> [To be done] Copy every line of the data below, from the line containing "of the flower" through the end of the data, both included, and add -31 to each coordinate value while leaving the text lines unchanged.

┄┄┄┄┄┄┄┄┄┄┄┄┄┄┄┄┄┄┄┄

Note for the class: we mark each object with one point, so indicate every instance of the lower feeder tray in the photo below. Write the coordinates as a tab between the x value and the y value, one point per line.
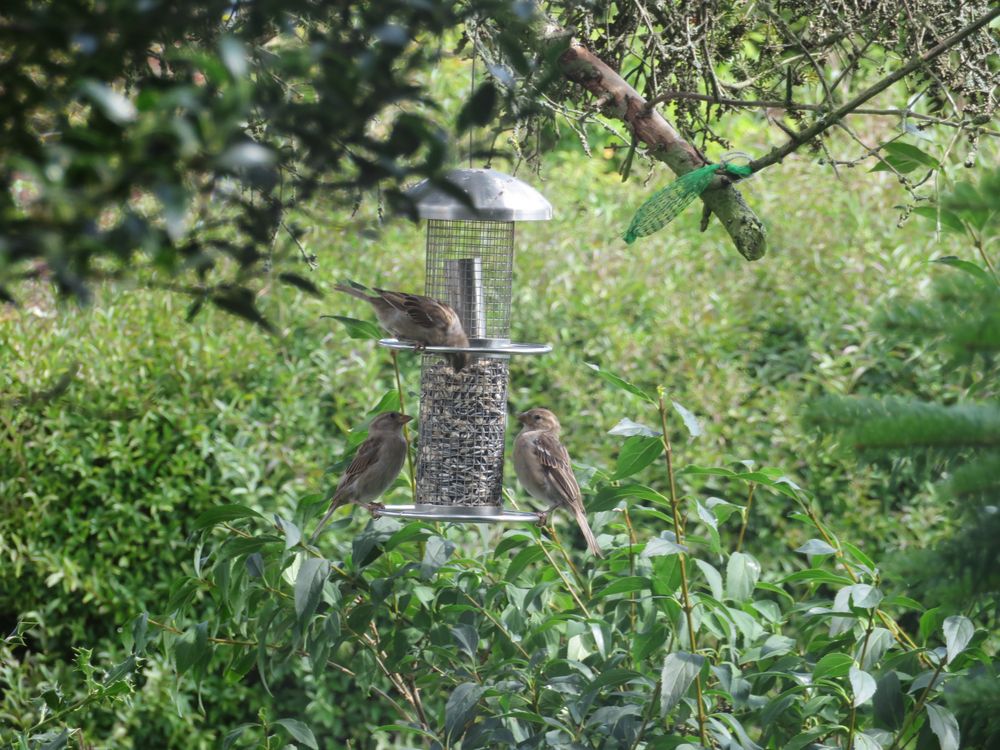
487	348
458	514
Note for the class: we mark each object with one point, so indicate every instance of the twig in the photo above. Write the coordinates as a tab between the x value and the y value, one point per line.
669	96
827	121
746	516
681	558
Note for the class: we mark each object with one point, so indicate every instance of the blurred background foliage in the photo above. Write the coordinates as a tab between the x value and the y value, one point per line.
121	422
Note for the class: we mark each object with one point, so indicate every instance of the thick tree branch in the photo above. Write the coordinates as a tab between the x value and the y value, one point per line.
581	66
829	120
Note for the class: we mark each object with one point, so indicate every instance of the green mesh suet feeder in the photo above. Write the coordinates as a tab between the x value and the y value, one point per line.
463	416
667	204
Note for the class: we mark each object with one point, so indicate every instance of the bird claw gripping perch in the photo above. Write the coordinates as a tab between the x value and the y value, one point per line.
667	204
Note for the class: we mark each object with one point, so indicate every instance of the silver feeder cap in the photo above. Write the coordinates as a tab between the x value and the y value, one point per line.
495	196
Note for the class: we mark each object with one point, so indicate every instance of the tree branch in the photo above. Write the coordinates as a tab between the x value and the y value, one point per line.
827	121
581	66
670	96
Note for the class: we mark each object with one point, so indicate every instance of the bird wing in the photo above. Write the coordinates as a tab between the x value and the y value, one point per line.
423	311
554	459
364	459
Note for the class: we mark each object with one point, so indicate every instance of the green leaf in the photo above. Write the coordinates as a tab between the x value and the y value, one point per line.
478	110
636	454
835	664
879	642
234	734
625	585
358	329
865	596
958	631
967	266
816	547
300	282
191	649
679	671
109	102
293	535
521	560
309	586
659	546
460	709
949	219
627	428
690	420
243	303
862	686
904	158
713	577
58	742
388	402
620	383
299	731
436	554
930	621
742	574
234	56
139	631
246	155
608	497
776	645
944	726
222	513
888	702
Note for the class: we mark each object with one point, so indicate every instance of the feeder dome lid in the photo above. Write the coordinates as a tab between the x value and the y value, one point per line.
494	196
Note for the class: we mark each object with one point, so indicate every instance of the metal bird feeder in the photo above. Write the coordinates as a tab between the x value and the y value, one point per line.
463	416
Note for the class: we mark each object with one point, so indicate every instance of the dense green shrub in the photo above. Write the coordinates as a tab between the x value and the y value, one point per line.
271	414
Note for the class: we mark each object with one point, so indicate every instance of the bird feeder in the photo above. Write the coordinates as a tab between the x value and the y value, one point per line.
463	415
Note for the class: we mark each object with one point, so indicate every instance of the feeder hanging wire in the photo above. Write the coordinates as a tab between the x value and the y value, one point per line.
667	204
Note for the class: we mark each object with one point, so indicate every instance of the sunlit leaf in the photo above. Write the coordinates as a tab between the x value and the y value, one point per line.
679	671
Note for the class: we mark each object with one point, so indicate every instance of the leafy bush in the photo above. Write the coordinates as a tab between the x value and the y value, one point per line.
505	637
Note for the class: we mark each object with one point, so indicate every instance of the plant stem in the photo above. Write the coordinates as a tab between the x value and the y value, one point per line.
917	708
569	586
679	534
406	431
898	633
861	660
981	247
746	516
631	565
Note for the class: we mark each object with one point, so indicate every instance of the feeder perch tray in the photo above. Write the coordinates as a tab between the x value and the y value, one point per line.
463	416
479	347
458	514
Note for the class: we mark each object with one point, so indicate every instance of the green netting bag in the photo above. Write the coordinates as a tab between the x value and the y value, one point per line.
665	205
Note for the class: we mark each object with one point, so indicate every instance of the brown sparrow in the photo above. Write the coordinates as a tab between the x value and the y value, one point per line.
375	466
543	468
426	321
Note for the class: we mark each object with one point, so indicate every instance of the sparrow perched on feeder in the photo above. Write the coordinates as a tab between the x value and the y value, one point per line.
375	466
426	321
543	468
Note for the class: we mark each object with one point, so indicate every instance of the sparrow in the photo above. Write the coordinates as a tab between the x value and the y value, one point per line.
427	321
375	466
543	468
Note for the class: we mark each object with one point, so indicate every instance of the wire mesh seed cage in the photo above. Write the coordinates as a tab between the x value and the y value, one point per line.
463	415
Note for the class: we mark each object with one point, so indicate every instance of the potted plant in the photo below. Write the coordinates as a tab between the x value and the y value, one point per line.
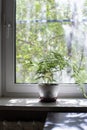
49	68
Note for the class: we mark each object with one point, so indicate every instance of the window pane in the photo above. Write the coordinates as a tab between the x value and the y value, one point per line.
44	26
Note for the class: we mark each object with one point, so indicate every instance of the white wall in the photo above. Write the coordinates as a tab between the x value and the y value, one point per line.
0	47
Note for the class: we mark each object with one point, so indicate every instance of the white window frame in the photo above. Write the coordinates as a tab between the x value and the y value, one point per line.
9	87
0	47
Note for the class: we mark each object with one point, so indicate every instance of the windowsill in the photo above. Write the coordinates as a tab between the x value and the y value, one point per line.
34	104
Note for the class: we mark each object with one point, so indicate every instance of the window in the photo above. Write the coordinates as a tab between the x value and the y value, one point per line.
31	29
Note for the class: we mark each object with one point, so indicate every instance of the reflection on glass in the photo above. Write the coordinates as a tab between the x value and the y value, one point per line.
43	25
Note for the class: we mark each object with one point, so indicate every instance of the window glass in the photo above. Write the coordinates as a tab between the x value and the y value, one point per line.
50	25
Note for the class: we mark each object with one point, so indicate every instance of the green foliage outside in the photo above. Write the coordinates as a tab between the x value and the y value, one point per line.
35	39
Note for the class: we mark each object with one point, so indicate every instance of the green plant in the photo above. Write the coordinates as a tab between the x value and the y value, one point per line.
51	63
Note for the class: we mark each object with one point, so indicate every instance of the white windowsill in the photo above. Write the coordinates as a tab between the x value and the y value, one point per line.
34	104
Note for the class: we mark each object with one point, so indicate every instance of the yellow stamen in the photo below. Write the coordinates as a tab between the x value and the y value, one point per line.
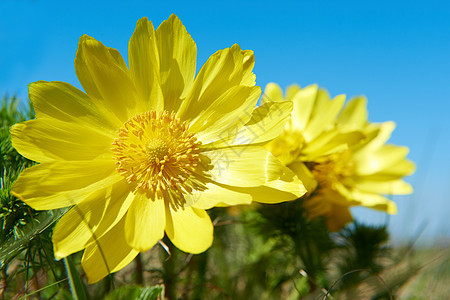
159	155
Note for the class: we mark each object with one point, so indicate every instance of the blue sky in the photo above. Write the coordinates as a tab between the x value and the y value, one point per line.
397	53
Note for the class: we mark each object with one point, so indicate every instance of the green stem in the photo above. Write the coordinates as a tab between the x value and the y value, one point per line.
169	273
139	270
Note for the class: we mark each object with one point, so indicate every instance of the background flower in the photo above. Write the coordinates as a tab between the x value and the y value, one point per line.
143	145
341	157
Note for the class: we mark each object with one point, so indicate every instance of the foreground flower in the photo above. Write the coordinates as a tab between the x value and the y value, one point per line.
147	148
341	157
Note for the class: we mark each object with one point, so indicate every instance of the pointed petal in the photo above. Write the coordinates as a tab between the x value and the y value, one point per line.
87	221
177	60
145	222
324	114
144	65
288	188
225	116
244	166
45	140
104	75
61	184
272	93
291	91
110	254
60	100
190	229
304	174
266	123
224	70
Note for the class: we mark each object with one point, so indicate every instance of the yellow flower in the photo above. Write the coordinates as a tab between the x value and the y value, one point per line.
341	157
147	148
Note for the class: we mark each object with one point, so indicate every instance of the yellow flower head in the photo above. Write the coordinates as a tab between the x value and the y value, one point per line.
146	148
341	157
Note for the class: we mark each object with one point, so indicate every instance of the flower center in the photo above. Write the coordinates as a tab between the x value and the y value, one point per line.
332	169
159	156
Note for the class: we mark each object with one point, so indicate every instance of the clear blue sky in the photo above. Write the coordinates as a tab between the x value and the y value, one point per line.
397	53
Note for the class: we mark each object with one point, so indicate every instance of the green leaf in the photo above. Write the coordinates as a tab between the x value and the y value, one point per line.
135	292
76	286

┄┄┄┄┄┄┄┄┄┄┄┄┄┄┄┄┄┄┄┄

> [Reply]
Note for the class: we mark each object with one point, so indicate every instance of the flower center in the photo above. Write the coordinates as a tab between the x value and the y value, one point per line.
301	138
128	125
Note for the class: we mark each object with one point, so indicate every instance of the clear blue sky in the photo above. Write the coordinates as a tab between the x value and the y value, one point per line.
366	22
Note for the class: we mark each object with one point, so indicate every instance of the green leaf in the photo above. Write the coordinates as a tab between the x value and the y value, one point per line.
104	261
45	255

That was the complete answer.